# What you need to do
(a) In the article on DAP and UEC recognition, which political analyst is named as telling CNA that DAP's recent actions could suggest desperation?
(b) Retype the article on DAP and UEC recognition word for word, between "He said in his" and "and economic justice.", inclusive.

** Start Article **

When PH came into power in 2018, it had formed a task force to gather views on the UEC but the effort stalled after a change of government in 2020.
The promise was also included in the PH’s 2022 manifesto.
Political analyst Azmi Hassan of the Nusantara Academy for Strategic Research told CNA that the "manner and timing" of DAP’s recent actions could suggest desperation.
“DAP is perceived to be in a very weak position. Pursuing UEC recognition now, just after a humiliating defeat, looks desperate. They made a very strange and wrong move,” he said.
Ong added that DAP’s public push for UEC was strategically risky.
“A more nuanced and quiet approach of getting consensus within the Cabinet to recognise the UEC as an examination into public universities with a pass in SPM Malay for example but not asking for the UEC to be recognised as an entry into the civil service would have been a compromise which the Cabinet could have deliberated on and agreed upon, within a reasonable time frame,” he said.
Former Health Minister Khairy Jamaluddin posited that DAP’s moves came about as it had entered a state of panic, fearing that the sentiments in Sabah could trigger a spillover effect in Sarawak before eventually reaching Peninsular Malaysia.
He said in his popular Keluar Sekejap podcast that this set the tone for DAP’s top leaders to then launch a coordinated revival of its traditional reformist pillars: Education equality, civil liberties and economic justice.

** End Article **
** Start Entries supplied **

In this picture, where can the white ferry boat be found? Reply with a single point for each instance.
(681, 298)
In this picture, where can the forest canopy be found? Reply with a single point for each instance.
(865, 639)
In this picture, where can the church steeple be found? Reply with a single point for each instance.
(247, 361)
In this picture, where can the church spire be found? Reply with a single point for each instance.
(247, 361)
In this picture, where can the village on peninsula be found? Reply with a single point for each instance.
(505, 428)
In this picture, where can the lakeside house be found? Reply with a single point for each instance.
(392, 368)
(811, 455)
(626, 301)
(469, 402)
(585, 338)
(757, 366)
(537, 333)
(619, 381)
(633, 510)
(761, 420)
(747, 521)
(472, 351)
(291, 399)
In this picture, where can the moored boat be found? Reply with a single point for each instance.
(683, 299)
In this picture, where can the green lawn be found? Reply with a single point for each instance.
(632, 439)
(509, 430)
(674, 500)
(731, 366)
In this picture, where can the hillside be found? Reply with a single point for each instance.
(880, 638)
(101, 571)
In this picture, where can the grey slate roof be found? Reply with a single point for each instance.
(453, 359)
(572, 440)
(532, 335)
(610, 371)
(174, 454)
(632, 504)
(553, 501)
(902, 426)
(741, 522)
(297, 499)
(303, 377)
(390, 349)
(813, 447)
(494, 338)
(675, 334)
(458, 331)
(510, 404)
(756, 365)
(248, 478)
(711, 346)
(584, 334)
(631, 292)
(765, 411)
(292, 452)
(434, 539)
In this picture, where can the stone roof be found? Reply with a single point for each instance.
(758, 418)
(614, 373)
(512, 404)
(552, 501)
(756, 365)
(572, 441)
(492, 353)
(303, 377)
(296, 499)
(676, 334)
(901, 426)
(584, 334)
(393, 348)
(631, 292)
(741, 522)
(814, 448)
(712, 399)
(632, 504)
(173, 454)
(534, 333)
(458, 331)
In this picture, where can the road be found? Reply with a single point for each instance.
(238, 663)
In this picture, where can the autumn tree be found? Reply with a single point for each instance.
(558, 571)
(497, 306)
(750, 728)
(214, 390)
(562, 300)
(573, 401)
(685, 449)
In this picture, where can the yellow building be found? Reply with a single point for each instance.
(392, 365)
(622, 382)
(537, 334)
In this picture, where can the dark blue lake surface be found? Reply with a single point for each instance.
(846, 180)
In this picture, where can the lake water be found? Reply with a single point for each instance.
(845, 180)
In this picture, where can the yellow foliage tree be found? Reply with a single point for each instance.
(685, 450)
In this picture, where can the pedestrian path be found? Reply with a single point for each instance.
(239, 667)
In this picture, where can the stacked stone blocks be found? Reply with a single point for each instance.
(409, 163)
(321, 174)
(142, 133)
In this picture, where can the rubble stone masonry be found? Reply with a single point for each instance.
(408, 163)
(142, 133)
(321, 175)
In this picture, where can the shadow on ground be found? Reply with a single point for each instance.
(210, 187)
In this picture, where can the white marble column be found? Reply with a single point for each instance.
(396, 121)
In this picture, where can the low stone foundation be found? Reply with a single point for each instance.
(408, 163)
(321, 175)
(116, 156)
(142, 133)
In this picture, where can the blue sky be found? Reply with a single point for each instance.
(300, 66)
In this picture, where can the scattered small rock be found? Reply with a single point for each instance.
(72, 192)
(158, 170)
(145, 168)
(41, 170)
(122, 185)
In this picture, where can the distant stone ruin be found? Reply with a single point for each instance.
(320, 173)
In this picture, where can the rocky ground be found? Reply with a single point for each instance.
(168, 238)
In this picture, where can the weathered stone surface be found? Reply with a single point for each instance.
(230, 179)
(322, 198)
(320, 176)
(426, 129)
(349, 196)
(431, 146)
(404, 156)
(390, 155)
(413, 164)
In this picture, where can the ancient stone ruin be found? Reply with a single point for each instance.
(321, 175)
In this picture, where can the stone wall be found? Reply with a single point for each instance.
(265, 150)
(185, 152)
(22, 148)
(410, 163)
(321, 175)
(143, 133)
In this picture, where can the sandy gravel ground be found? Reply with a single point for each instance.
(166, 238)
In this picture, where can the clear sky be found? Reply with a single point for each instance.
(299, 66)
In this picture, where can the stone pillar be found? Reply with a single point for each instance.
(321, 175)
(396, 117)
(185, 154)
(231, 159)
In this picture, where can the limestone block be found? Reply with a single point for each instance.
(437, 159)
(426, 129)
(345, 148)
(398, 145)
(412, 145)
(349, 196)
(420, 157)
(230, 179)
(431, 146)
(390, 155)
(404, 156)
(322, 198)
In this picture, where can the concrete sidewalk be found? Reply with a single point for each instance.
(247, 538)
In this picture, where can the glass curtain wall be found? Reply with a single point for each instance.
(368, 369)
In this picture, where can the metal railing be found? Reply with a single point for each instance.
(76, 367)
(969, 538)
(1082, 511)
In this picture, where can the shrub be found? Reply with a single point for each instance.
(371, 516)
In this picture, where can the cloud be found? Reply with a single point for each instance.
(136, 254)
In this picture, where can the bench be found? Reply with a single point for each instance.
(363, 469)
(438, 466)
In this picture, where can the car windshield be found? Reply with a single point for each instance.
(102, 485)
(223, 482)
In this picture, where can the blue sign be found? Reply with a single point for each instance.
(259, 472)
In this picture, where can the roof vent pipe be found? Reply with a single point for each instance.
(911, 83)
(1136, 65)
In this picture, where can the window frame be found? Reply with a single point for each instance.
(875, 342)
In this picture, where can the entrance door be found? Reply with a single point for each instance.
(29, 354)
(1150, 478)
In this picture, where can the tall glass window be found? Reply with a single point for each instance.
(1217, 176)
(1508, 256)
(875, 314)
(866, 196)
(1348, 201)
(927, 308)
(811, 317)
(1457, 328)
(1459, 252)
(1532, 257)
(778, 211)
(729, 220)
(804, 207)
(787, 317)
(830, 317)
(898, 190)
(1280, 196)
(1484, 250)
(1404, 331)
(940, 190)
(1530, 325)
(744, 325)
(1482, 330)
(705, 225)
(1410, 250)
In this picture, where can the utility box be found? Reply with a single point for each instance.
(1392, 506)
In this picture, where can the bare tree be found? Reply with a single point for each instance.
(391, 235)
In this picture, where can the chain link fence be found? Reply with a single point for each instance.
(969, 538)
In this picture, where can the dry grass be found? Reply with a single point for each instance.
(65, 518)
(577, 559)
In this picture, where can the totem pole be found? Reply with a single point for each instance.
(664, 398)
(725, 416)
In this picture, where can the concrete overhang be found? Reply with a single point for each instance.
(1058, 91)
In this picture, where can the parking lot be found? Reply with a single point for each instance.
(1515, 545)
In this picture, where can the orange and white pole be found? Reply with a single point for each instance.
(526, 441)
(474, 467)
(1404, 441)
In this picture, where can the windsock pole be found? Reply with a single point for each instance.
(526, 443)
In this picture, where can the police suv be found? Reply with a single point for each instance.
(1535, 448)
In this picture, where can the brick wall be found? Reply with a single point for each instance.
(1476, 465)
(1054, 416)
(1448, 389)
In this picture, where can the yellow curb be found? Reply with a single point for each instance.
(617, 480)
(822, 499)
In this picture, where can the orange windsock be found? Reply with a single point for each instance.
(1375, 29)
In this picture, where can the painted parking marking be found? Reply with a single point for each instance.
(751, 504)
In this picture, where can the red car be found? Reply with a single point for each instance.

** End Entries supplied **

# Task-by-task answers
(a) Azmi Hassan of the Nusantara Academy for Strategic Research.

(b)
He said in his popular Keluar Sekejap podcast that this set the tone for DAP’s top leaders to then launch a coordinated revival of its traditional reformist pillars: Education equality, civil liberties and economic justice.